__GIVEN PASSAGE__.
━━━━━━━━━━━━━━━━━━━━
Following the death of his father Casimir in 1058, Bolesław II, as the eldest son, inherited Greater and Lesser Poland as well as the Mazovian, Pomerelian, and Silesian lands. His younger brothers Władysław I Herman and Mieszko became Governors of the remaining provinces. However, Mieszko died relatively early, in 1065, at which point his lands came under the authority of Bolesław II.

His father had left him a stabilised country; Bolesław II continued his foreign policy on surrounding his realm with allied kingdoms in order to prevail against the extensive Holy Roman Empire in the west; he aimed to have Poland eventually bordering only allied countries. This is said to be the main reason behind his numerous foreign interventions: in 1060–1063 he intervened in Hungary to aid his uncle King Béla I in the inheritance conflict with his nephew Solomon, who was backed by his brother-in-law King Henry IV of Germany. As a result, Béla, in 1061, with the support of Polish troops, gained power.
━━━━━━━━━━━━━━━━━━━━
__TASK OBJECTIVE__. Carry on the passage about Bolesław II's reign, starting right after its final sentence. The lines that come next have no connection to the passage on Bolesław II.

__SOURCE DATA__.
━━━━━━━━━━━━━━━━━━━━
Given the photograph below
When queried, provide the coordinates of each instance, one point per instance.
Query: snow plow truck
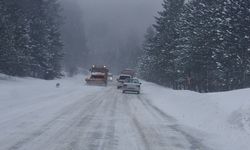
(98, 76)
━━━━━━━━━━━━━━━━━━━━
__ANSWER SECTION__.
In Hungary, Bolesław II pursued the policy of cooperation with the anti-Imperial faction, which allowed him to gain political independence from the Empire but put him in conflict with the Duchy of Bohemia, an Imperial ally. Moreover, he escalated the conflict with the Přemyslid duke Vratislaus II by refusing to pay the annual homage for Silesia and spurring the Bohemian nobility to revolt. In 1063, Bolesław II unsuccessfully besieged the then-Moravian town of Hradec nad Moravicí and was forced to retreat. In the end, relations with Vratislaus II were settled to a certain extent when the latter married Princess Świętosława, Bolesław II's sister.

Meanwhile, in 1063, King Béla I of Hungary died. Bolesław II could not defend the cause of his son Géza I against the German troops of Henry IV, who finally installed Solomon on the Hungarian throne. In 1069, Grand Prince Iziaslav I of Kiev and his wife Gertruda, Bolesław's aunt, were overthrown. A Polish military campaign re-established them in power in Kiev.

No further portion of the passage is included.